• [WORK TO COMPLETE]: Leaving out every picture, copy the lines of the data exactly, from the first through the line containing "Category: sun glare".

::::::

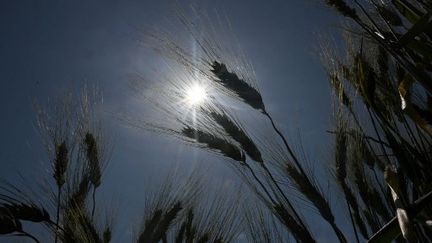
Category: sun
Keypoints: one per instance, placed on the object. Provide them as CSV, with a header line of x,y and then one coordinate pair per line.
x,y
196,95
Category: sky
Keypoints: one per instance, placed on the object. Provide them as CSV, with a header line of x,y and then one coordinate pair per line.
x,y
49,47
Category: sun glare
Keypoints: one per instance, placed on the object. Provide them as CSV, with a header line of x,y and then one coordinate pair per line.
x,y
196,95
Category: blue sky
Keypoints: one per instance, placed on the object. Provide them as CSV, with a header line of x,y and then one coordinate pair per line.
x,y
48,47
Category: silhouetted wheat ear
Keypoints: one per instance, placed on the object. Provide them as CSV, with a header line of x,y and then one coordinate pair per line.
x,y
214,143
312,193
241,88
237,133
8,223
300,233
149,226
28,212
340,153
79,194
60,163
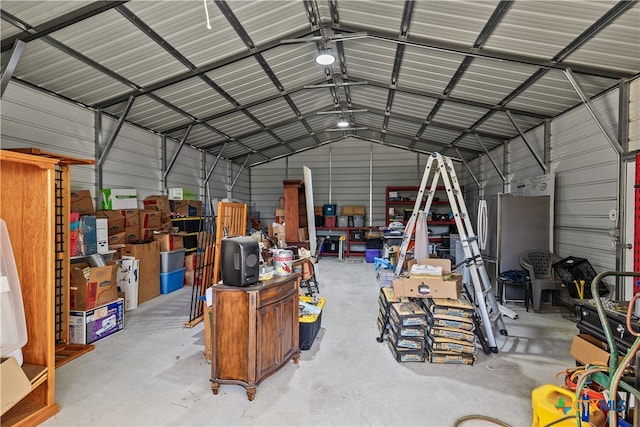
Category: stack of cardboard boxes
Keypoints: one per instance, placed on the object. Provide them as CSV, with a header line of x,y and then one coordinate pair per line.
x,y
426,317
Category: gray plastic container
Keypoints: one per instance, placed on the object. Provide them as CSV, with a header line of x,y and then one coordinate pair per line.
x,y
172,260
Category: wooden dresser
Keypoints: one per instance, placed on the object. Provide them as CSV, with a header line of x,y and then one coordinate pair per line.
x,y
254,331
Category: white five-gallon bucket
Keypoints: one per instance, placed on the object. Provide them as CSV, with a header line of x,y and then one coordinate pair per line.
x,y
282,262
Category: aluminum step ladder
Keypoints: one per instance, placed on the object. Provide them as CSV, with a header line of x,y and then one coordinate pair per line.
x,y
484,299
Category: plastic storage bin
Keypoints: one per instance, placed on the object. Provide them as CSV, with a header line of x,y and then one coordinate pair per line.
x,y
172,260
330,209
370,254
310,323
171,281
330,221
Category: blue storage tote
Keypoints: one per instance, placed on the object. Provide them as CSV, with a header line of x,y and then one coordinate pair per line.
x,y
171,281
330,209
171,260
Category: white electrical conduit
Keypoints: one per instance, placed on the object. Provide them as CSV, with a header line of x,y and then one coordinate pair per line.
x,y
206,12
483,224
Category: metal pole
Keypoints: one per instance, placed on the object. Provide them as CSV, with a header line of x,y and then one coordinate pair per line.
x,y
16,53
490,158
524,138
592,110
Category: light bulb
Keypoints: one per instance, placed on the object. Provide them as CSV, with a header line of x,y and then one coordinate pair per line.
x,y
342,122
325,58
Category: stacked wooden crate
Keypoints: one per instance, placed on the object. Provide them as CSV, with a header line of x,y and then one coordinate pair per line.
x,y
407,321
450,336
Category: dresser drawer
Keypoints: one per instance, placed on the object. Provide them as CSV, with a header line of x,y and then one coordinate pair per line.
x,y
276,292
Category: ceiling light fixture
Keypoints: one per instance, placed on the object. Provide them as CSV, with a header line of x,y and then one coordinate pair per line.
x,y
325,57
206,12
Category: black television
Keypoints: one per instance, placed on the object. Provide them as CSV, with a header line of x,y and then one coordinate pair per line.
x,y
239,260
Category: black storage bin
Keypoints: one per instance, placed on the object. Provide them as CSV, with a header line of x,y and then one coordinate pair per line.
x,y
331,244
190,241
373,243
572,268
189,225
356,235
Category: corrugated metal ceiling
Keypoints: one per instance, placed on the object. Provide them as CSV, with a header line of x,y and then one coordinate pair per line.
x,y
447,76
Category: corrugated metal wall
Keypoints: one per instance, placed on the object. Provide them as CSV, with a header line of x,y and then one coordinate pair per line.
x,y
634,115
586,170
31,118
347,172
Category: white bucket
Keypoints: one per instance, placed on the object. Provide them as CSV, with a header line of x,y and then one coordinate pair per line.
x,y
282,262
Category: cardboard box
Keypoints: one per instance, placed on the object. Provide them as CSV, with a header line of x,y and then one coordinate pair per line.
x,y
186,207
181,194
89,326
127,279
87,236
150,219
132,234
158,203
277,231
149,278
430,286
346,210
92,286
118,239
131,216
169,242
587,349
81,201
115,220
119,198
14,385
193,260
150,233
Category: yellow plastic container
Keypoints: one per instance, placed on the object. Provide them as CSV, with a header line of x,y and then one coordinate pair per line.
x,y
551,403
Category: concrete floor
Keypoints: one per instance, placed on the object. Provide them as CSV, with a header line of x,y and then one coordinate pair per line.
x,y
154,373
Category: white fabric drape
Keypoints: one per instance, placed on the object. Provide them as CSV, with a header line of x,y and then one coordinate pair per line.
x,y
421,248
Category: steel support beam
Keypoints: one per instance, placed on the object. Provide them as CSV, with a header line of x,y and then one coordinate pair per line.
x,y
175,155
592,110
104,151
490,158
98,142
61,22
16,54
233,184
468,169
524,138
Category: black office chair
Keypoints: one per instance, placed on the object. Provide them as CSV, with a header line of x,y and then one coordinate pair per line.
x,y
538,264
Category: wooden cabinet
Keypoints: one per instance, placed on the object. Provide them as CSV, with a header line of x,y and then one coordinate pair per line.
x,y
295,210
254,331
27,200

::::::

• [SOLVED PROBLEM]:
Category: sun
Keypoints: one per instance, placed on the object. Provide them as CSV, with a header line of x,y and then one coordinate pair per line.
x,y
196,95
Category: sky
Keypoints: one per instance, placed on the object. Provide them as CSV, with a header line of x,y and then one coordinate pair per line.
x,y
49,47
Category: sun glare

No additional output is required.